:: Consigne de travail 1 ::
Recopiez, dans l'article sur l'ouverture des visas en Afrique, tout le passage qui va de "Les pays dont" jusqu'à "en Côte d’Ivoire." inclus.
:: Consigne de travail 2 ::
D'après l'article sur l'ouverture des visas en Afrique, à quelle place la Côte d'Ivoire se classe-t-elle dans l'Indice 2019 ?
───── Extrait du document
@informateur.info- Selon le quatrième rapport de la Banque africaine de développement (BAD) sur l’Indice d’ouverture sur les visas en Afrique (Visa Openness Index 2019), rendu public lle 11 novembre dernier, en marge de la 2e édition de l’Africa Investment Forum, organisé à Johannesburg, les ressortissants de 21 pays africains sont exemptés de visa pour la Côte d’Ivoire.

Les pays dont les ressortissants,selon ce rapport, qui n’ont pas besoin de visa pour se rendre en Côte d’Ivoire sont: Bénin, Burkina Faso, Cap Vert, République centrafricaine, Tchad, Congo, Gambie, Ghana, Guinée, Guinée-Bissau, Liberia, Mali, Mauritanie, Maroc, Niger, Nigéria, Sénégal, Seychelles, Sierra Leone, Togo et Tunisie.

A cette liste, s’ajoutent les nationaux de l’Afrique du Sud, du Gabon, et de l’Ouganda, détenteurs de passeport diplomatique, de service ou officiel, également, exemptés de visa d’entrée en Côte d’Ivoire.
Le rapport qui évalue le degré d’ouverture des pays africains en matière de visas, se base sur les exigences qu’ils imposent à l’entrée aux citoyens des autres pays du continent. Dans l’ensemble, le rapport note que les pays africains ont réalisé des progrès en matière de visas entre eux. Il souligne que 47 pays ont amélioré ou maintenu leur indice d’ouverture des visas.

En ce qui concerne la Côte d’Ivoire, qui se positionne dans le deuxième groupe, avec des performances inchangées sur deux éditions de l’Indice, les ressortissants de 32 pays africains sont soumis aux formalités de visa. Cependant, le pays recule au classement, à la 27e place, ex aequo avec la Tunisie, contre la 25e place en 2018 devant des pays comme le Nigeria (30e), l’Afrique du sud (35e), le Cameroun (44e) ou le Maroc (46e). Les Seychelles et le Bénin qui n’exigent aucun visa aux ressortissants de tous les pays africains mènent le bal, suivis du Sénégal, du Rwanda et du Ghana.

Selon le rapport, “les pays les plus performants” en la matière figurent parmi “les plus attractifs en termes d’investissements directs à l’étranger et bénéficient d’un fort taux de croissance”.
──────────
───── Données fournies
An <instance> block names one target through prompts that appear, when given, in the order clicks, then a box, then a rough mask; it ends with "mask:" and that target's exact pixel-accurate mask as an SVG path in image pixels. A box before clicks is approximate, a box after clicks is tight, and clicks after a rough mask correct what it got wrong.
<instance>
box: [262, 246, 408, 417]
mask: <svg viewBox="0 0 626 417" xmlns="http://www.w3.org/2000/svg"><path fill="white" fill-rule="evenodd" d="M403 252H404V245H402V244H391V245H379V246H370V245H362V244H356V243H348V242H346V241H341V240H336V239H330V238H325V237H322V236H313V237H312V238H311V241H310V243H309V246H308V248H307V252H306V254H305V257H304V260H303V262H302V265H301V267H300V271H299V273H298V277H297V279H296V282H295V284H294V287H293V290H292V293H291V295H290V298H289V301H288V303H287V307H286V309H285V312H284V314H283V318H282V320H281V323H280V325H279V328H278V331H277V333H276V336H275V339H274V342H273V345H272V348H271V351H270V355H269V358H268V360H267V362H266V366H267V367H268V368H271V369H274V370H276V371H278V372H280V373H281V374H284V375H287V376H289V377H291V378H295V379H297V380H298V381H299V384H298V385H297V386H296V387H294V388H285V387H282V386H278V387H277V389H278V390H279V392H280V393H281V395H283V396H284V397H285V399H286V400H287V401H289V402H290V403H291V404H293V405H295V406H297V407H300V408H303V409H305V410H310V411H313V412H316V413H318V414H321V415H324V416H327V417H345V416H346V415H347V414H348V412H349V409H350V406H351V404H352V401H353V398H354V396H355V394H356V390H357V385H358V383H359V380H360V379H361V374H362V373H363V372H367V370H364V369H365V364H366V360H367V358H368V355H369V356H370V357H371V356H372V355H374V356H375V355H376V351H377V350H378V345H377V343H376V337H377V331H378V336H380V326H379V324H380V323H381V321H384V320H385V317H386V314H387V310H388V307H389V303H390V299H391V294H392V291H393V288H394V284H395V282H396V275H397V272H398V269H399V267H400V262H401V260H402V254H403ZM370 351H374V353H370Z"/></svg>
──────────
:: Réponse attendue 1 ::
Les pays dont les ressortissants,selon ce rapport, qui n’ont pas besoin de visa pour se rendre en Côte d’Ivoire sont: Bénin, Burkina Faso, Cap Vert, République centrafricaine, Tchad, Congo, Gambie, Ghana, Guinée, Guinée-Bissau, Liberia, Mali, Mauritanie, Maroc, Niger, Nigéria, Sénégal, Seychelles, Sierra Leone, Togo et Tunisie.

A cette liste, s’ajoutent les nationaux de l’Afrique du Sud, du Gabon, et de l’Ouganda, détenteurs de passeport diplomatique, de service ou officiel, également, exemptés de visa d’entrée en Côte d’Ivoire.

:: Réponse attendue 2 ::
À la 27e place, ex aequo avec la Tunisie.